**Tasks to perform:**
**a.** In the record review below, translate this sentence into Spanish: "At the Vienna State Opera, Torsten Ralf portrayed an arrestingly masculine Emperor and Hilde Konetzni a commanding Empress, with a fine supporting cast under Karl Böhm."
**b.** Write the next part of the record review below, picking up after its final sentence.
## START Quoted passage
Schumann: Dichterliebe; Frauenliebe und -leben; Liederkreis, Op. 39

Max Fiedler was 85 years old when he conducted his friend Brahms’s Second Piano Concerto for Elly Ney, ‘the Führer’s pianist’. Even today, that 1939 recording with the Berlin Philharmonic under Fiedler has much to tell us, through the insightful phrasing and subtle interplay of instrumentalists. Here are the Second and Fourth symphonies, the latter with its rhetorically broadened first movement coda, a mighty gesture and much the sort of thing Furtwängler used to do, especially in Bruckner.

Published: January 20, 2012 at 2:37 pm

COMPOSERS: Schumann
LABELS: Pearl
ALBUM TITLE: Schumann: Legendary Song Cycle Recordings
WORKS: Dichterliebe; Frauenliebe und -leben; Liederkreis, Op. 39
PERFORMER: Gerhard Hüsch, Lotte Lehmann, Friedrich Schorr, various accompanists
CATALOGUE NO: GEMM CD 9119 AAD mono

Max Fiedler was 85 years old when he conducted his friend Brahms’s Second Piano Concerto for Elly Ney, ‘the Führer’s pianist’. Even today, that 1939 recording with the Berlin Philharmonic under Fiedler has much to tell us, through the insightful phrasing and subtle interplay of instrumentalists. Here are the Second and Fourth symphonies, the latter with its rhetorically broadened first movement coda, a mighty gesture and much the sort of thing Furtwängler used to do, especially in Bruckner. Although the first movement of Bruckner’s Sixth Symphony was apparently never recorded, we at least get a unique opportunity to sample Furtwängler’s visionary interpretation, with its mystically suspended Adagio and wildly raging finale.

A more intimate unrest visits three great pre-war singers skilfully declaiming three of Schumann’s song cycles: Gerhard Hüsch as the proud but wounded victim of Dichterliebe, Lotte Lehmann, a profoundly sensual exponent of Frauenliebe und -leben (complete with café-style instrumentations) and Friedrich Schorr stooping down from Valhalla for an intimate Liederkreis, Op. 39. Whereas all three make their respective texts sound like autobiography, a November 1943 performance of Richard Strauss’s Die Frau ohne Schatten did actually coincide with a difficult period in its composer’s career. At the Vienna State Opera, Torsten Ralf portrayed an arrestingly masculine Emperor and Hilde Konetzni a commanding Empress, with a fine supporting cast under Karl Böhm. Koch’s rather dimly recorded set also has excerpts from Die ägyptische Helena (1933) and a very early performance of Daphne (1942).
## END Quoted passage
## START Extracted records
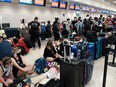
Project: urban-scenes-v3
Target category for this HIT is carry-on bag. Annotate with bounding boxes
[38,78,64,87]
[60,43,85,87]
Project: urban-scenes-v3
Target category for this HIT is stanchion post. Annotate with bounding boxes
[102,47,110,87]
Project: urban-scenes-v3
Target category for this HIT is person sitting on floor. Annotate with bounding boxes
[12,37,30,55]
[0,37,13,61]
[11,47,34,78]
[36,66,60,86]
[0,57,13,87]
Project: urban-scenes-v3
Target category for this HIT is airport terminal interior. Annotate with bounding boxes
[0,0,116,87]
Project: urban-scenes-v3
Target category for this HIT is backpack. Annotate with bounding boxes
[84,19,90,30]
[38,79,64,87]
[35,57,48,74]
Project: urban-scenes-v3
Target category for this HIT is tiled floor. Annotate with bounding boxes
[24,41,116,87]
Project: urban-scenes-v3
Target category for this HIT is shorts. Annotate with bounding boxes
[45,67,58,79]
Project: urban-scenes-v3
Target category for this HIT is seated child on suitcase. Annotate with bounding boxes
[11,47,34,78]
[43,39,61,62]
[55,38,64,56]
[36,66,60,84]
[0,57,13,87]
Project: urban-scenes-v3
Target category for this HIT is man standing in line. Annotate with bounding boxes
[29,17,41,49]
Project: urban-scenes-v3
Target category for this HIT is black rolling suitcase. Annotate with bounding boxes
[60,60,85,87]
[60,42,85,87]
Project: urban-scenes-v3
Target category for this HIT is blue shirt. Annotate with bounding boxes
[0,40,13,60]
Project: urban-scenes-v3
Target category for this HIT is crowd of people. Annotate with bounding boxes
[0,15,116,87]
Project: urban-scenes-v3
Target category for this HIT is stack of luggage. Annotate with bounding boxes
[60,41,93,87]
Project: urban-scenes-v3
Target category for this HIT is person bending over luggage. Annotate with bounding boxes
[43,39,61,62]
[0,57,13,87]
[11,47,34,78]
[0,37,13,61]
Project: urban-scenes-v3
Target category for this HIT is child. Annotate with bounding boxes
[11,47,34,78]
[0,57,13,87]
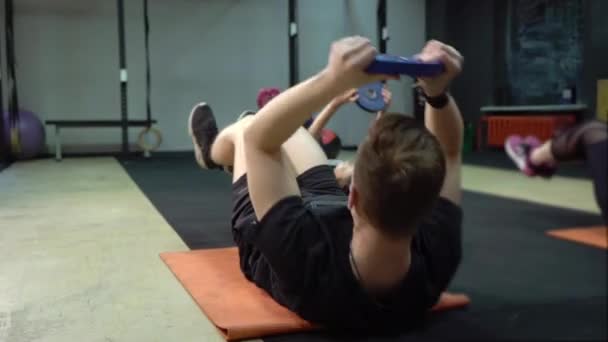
## END Extracted records
**Task results:**
**a.** En la Ópera Estatal de Viena, Torsten Ralf interpretó a un Emperador sorprendentemente masculino y Hilde Konetzni a una Emperatriz imponente, con un excelente reparto secundario bajo la dirección de Karl Böhm.

**b.**
The most nourishing re-enactment of echt Viennese emotion features the Vienna Konzerthaus Quartet, whose supremely accomplished 12-CD survey of Haydn string quartets (48 works in all, taken from Op. 1 through to Op. 77) combines intimacy, warmth and a level of musicianship that lifts these wonderful scores into an elevated realm of musical experience. The players themselves were all members of the Vienna Symphony, although the CD notes tell you nothing about them. The same is not true of Biddulph’s invaluable The Czech Quartet Tradition, where composer Josef Suk plays second fiddle in his own Quartet, Op. 11. The precise context here is the legendary Bohemian Quartet, whose tonal glissades and supple phrasing make the most of Smetana’s First and Dvorák’s American Quartets, while the roughly contemporaneous Prague Quartet are equally cordial in Dvorák’s Opp. 105 and 106. Here documentation by Tully Potter is a virtual dissertation, and a highly readable one at that.

The eastern European connection shifts postwar for a live all-Bartók coupling where Yevgeny Mravinsky’s Leningrad Philharmonic propels the Music for Strings, Percussion and Celesta like an iron fist in a velvet glove, all silky strings and battling percussion. Heard next to Mravinsky, György Lehel and the Czech Philharmonic sound oddly temperate, even though their Concerto for Orchestra is solidly musical and fairly well recorded.

Hotheads won’t be disappointed by Hermann Scherchen’s reckless account of Schoenberg’s Pelleas und Melisande. Never before has the oft-quoted parallel with Wagner’s Tristan sounded with such freewheeling passion, while an equally animated account of the a cappella Friede auf Erden makes for an instructive textural and stylistic contrast. But thereafter, prepare yourself for a real shock: Schoenberg’s monodrama Erwartung without the soprano solo. Why? Your guess is as good as mine, but it certainly sounds interesting. And if you fancy organising an Erwartung karaoke evening, then here’s your chance.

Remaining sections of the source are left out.